Retype the records that come next, word for word.

===== Extracted information

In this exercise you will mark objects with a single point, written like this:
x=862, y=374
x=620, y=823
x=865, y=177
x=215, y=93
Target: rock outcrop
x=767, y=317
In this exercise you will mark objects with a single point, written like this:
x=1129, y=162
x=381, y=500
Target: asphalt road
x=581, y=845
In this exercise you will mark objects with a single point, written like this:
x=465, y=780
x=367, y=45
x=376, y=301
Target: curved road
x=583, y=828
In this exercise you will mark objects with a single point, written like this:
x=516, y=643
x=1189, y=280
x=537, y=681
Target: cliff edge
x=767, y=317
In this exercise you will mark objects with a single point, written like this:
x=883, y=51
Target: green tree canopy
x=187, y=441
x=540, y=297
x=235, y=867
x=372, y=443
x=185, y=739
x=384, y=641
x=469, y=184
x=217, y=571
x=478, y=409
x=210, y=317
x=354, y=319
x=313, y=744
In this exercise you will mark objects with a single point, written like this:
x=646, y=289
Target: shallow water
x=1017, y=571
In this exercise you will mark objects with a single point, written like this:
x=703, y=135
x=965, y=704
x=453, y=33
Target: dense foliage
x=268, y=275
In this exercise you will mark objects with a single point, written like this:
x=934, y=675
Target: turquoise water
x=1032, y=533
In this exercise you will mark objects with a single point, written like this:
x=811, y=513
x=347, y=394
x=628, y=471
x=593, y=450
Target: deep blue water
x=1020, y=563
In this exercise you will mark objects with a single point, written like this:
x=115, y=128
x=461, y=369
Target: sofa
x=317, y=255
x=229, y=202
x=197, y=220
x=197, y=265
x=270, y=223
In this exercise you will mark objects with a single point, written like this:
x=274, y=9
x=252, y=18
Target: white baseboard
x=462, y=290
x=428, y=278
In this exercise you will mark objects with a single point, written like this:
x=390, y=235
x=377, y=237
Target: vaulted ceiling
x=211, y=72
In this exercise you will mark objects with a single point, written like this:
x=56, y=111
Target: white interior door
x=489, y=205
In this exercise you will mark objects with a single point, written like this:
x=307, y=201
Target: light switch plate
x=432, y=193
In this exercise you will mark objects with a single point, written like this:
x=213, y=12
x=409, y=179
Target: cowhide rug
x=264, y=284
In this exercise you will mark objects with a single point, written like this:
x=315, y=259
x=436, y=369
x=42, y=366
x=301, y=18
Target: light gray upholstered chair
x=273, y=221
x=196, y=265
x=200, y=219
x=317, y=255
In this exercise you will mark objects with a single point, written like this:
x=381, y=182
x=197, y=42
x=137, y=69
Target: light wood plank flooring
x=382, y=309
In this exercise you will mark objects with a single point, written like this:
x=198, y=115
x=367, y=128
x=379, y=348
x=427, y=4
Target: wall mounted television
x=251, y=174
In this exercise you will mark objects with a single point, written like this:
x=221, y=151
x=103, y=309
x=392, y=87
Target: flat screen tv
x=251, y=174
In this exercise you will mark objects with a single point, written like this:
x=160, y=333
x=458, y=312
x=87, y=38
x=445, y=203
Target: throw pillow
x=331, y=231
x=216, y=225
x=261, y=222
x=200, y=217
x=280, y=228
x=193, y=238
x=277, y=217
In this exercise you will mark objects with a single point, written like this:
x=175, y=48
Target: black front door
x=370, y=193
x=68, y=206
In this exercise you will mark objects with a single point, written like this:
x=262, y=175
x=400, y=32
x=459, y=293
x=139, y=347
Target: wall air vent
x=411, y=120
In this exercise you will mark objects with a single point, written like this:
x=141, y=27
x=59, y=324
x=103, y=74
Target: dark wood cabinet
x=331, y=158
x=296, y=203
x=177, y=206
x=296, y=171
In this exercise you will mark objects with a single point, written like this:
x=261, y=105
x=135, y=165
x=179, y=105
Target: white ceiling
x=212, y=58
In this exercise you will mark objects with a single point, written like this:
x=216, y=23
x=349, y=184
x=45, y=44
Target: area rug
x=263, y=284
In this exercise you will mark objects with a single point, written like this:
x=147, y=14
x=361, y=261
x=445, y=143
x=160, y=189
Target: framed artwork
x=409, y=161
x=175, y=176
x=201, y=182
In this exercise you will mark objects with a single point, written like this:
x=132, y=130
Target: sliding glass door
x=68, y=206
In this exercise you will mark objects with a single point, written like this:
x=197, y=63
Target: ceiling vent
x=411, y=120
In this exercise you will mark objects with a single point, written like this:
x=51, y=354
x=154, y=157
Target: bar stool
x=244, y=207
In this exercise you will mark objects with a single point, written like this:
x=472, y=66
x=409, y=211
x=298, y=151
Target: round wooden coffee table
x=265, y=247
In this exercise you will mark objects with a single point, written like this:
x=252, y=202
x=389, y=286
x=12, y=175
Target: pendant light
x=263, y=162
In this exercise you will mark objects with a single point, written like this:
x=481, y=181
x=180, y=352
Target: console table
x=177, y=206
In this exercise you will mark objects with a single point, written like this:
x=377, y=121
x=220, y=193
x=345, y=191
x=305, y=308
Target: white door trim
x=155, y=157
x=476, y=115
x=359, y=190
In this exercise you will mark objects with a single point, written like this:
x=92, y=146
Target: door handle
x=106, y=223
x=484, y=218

==========

• Task result
In this exercise you will mark objects with a single point, written like this:
x=862, y=374
x=620, y=823
x=865, y=177
x=215, y=93
Target: rock outcrop
x=767, y=317
In this exercise you will mark objects with a single point, written like this:
x=1129, y=162
x=381, y=500
Target: asphalt road
x=581, y=845
In this exercise you will mark objects with a single point, written like this:
x=465, y=780
x=367, y=45
x=376, y=301
Target: curved road
x=583, y=828
In this exercise you will mark objects with a single point, written like this:
x=516, y=643
x=1189, y=280
x=537, y=681
Target: cliff edge
x=767, y=317
In this exercise you will mark objects with a single point, written like this:
x=883, y=51
Target: green tree canopy
x=187, y=441
x=540, y=297
x=235, y=867
x=372, y=443
x=185, y=739
x=384, y=641
x=469, y=184
x=217, y=571
x=478, y=409
x=210, y=317
x=354, y=319
x=313, y=744
In this exercise you will mark objects with a single point, written like this:
x=646, y=289
Target: shallow water
x=1017, y=571
In this exercise you will mark objects with a single point, written like this:
x=703, y=135
x=965, y=704
x=453, y=33
Target: dense foliage
x=268, y=275
In this exercise you will mark objects with a single point, written like this:
x=934, y=675
Target: turquoise water
x=1032, y=533
In this exercise you will mark objects with a single point, written like this:
x=811, y=513
x=347, y=394
x=628, y=471
x=593, y=450
Target: deep blue water
x=1020, y=563
In this exercise you will mark objects with a single point, written like this:
x=115, y=128
x=461, y=369
Target: sofa
x=317, y=255
x=229, y=202
x=197, y=220
x=197, y=265
x=270, y=223
In this exercise you will mark objects with a single point, written like this:
x=274, y=9
x=252, y=18
Target: white baseboard
x=462, y=290
x=428, y=278
In this exercise you will mark objects with a single point, written like this:
x=390, y=235
x=377, y=237
Target: vaulted ceiling
x=211, y=72
In this exercise you will mark objects with a single point, written like this:
x=56, y=111
Target: white interior door
x=489, y=205
In this exercise you will mark objects with a single point, written like this:
x=307, y=201
Target: light switch plate
x=432, y=193
In this exercise you will mark objects with a single point, written like this:
x=213, y=12
x=409, y=179
Target: cowhide rug
x=264, y=284
In this exercise you will mark objects with a single point, written like this:
x=315, y=259
x=436, y=369
x=42, y=366
x=301, y=18
Target: light gray upholstered chair
x=273, y=221
x=196, y=265
x=200, y=219
x=317, y=255
In this exercise you will mark objects with a single point, written like this:
x=381, y=182
x=197, y=42
x=137, y=69
Target: light wood plank flooring
x=382, y=309
In this exercise you will mark objects with a single point, written like this:
x=198, y=115
x=367, y=128
x=379, y=348
x=427, y=4
Target: wall mounted television
x=251, y=174
In this exercise you will mark objects with a single point, written like this:
x=221, y=151
x=103, y=309
x=392, y=87
Target: flat screen tv
x=251, y=174
In this exercise you will mark objects with a single point, written like this:
x=160, y=333
x=458, y=312
x=87, y=38
x=445, y=203
Target: throw pillow
x=331, y=231
x=216, y=225
x=261, y=222
x=200, y=217
x=280, y=228
x=193, y=238
x=277, y=217
In this exercise you will mark objects with a single point, written like this:
x=175, y=48
Target: black front door
x=370, y=193
x=68, y=206
In this exercise you will mark objects with a single point, written like this:
x=262, y=175
x=400, y=32
x=459, y=293
x=139, y=347
Target: wall air vent
x=411, y=120
In this exercise you will mark objects with a single point, written like this:
x=141, y=27
x=59, y=324
x=103, y=74
Target: dark wood cabinet
x=331, y=158
x=296, y=203
x=177, y=206
x=296, y=171
In this exercise you will mark objects with a single point, written like this:
x=261, y=105
x=135, y=165
x=179, y=105
Target: white ceiling
x=212, y=58
In this exercise you will mark objects with a single point, written like this:
x=216, y=23
x=349, y=184
x=45, y=44
Target: area rug
x=263, y=284
In this exercise you will mark objects with a single point, written like this:
x=147, y=14
x=361, y=261
x=445, y=143
x=160, y=189
Target: framed artwork
x=409, y=161
x=175, y=176
x=201, y=182
In this exercise you will mark objects with a single point, written like this:
x=132, y=130
Target: sliding glass door
x=68, y=206
In this exercise you will mark objects with a single point, written like this:
x=197, y=63
Target: ceiling vent
x=411, y=120
In this exercise you will mark objects with a single point, written like this:
x=51, y=354
x=154, y=157
Target: bar stool
x=244, y=207
In this exercise you will mark objects with a single point, written like this:
x=472, y=66
x=409, y=211
x=298, y=151
Target: round wooden coffee table
x=265, y=247
In this exercise you will mark objects with a single point, written like this:
x=252, y=202
x=389, y=286
x=12, y=175
Target: pendant light
x=263, y=162
In this exercise you will mark objects with a single point, written like this:
x=481, y=181
x=180, y=352
Target: console table
x=177, y=206
In this exercise you will mark objects with a single point, written like this:
x=377, y=121
x=220, y=193
x=345, y=191
x=305, y=308
Target: white door trim
x=155, y=157
x=476, y=115
x=359, y=190
In this exercise you will mark objects with a single point, written like this:
x=92, y=146
Target: door handle
x=106, y=223
x=484, y=218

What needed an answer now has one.